Sono passati esattamente 200 anni dalla morte di Napoleone Bonaparte (5 maggio 1821) e in questi giorni in cui si ricorda la figura dell’imperatore francese, che in Europa ha lasciato un segno paragonabile, se non superiore, a quello di Carlo Magno, sono in pochi a ricordare che Asti ha ospitato Bonaparte nel 1805 insieme alla moglie Giuseppina di Beauharnais.
Era esattamente il 29 aprile di quell’anno quando Napoleone fece il suo ingresso ad Asti, con relativo seguito tipico delle sue entrate trionfali, durante il suo viaggio verso Milano. L’imperatore e la moglie furono ospitati per alcuni giorni, fino al 1° maggio, nell’attuale Palazzo Mazzetti che già allora era uno degli edifici più belli di Asti, degno di poter aprire le sue porte all’uomo più potente d’Europa.
Lo storico astigiano Stefano Incisa, cronista del tempo, ricorda quei giorni con molti dettagli e soprattutto descrive l’imperatore in maniera ben poco regale: «Ha statura mezzana, faccia giallastra ed abbronzata, occhi sempre in moto che non pare tranquillo». Ai tempi di Napoleone Asti era capoluogo del Dipartimento del Tanaro, sotto il controllo della Francia, così come stabilito a seguito della celebre battaglia di Marengo avvenuta il 14 giugno 1800, durante la seconda campagna d’Italia.
«Si dice che in quei giorni Giuseppina abbia anche inaugurato il carnevale astigiano affacciandosi dal balconcino che ancora oggi esiste tra corso Alfieri e via Giobert – racconta la guida turistica Matteo Gazzarata – A quel tempo, quello che oggi è Palazzo Ottolenghi c’era già e sicuramente il Palazzo Mazzetti che ha accolto Napoleone aveva già lo scalone principale, il salone grande, la galleria degli specchi e le stanze da letto stuccate dei Conti Mazzetti».

◆ Righe fornite ◆
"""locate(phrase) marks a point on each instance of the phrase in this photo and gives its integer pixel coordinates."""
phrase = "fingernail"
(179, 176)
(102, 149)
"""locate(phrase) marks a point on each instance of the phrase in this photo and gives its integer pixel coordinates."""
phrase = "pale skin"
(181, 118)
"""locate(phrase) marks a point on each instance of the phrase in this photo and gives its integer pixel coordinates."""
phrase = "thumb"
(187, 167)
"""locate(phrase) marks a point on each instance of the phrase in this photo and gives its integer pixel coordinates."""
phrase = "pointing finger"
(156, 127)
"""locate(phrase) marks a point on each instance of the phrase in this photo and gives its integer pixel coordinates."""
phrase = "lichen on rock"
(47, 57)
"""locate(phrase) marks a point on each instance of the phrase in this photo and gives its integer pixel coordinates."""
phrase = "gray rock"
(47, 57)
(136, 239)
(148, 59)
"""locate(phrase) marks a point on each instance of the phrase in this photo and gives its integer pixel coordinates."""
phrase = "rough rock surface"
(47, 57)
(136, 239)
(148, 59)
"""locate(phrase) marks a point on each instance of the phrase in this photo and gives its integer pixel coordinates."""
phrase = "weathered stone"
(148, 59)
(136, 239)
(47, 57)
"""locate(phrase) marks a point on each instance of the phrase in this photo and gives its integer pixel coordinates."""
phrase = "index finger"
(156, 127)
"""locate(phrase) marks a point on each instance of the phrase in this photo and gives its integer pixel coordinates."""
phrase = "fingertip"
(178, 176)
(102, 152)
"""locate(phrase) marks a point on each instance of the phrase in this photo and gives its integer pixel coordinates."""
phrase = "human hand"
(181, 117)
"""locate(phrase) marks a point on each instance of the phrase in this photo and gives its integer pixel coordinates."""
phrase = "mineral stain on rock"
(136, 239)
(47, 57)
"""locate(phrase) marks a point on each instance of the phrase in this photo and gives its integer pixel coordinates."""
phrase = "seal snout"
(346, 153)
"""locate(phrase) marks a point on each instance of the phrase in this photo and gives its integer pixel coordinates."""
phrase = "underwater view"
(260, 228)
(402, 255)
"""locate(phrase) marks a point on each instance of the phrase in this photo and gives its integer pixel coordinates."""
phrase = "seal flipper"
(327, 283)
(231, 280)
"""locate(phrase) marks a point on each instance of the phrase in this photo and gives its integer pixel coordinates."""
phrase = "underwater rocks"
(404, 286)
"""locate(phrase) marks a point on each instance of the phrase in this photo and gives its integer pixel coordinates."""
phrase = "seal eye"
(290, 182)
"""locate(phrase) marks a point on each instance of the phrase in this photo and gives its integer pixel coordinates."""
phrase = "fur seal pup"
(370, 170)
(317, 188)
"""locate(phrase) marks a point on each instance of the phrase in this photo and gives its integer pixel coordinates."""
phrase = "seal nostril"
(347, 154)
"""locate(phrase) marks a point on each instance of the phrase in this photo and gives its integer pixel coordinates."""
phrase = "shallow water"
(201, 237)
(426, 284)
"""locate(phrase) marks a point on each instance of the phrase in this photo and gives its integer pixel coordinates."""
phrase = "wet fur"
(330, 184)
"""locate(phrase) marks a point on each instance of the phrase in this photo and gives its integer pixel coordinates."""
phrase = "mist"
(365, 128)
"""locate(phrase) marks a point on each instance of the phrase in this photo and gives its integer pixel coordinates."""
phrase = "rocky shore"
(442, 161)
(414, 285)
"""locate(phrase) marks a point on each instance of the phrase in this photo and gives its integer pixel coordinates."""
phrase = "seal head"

◆ Cosa produrre ◆
Secondo il testo sulla visita di Napoleone ad Asti, in quale edificio furono ospitati l'imperatore e la moglie?

◆ Risposta al compito ◆
Nell'attuale Palazzo Mazzetti.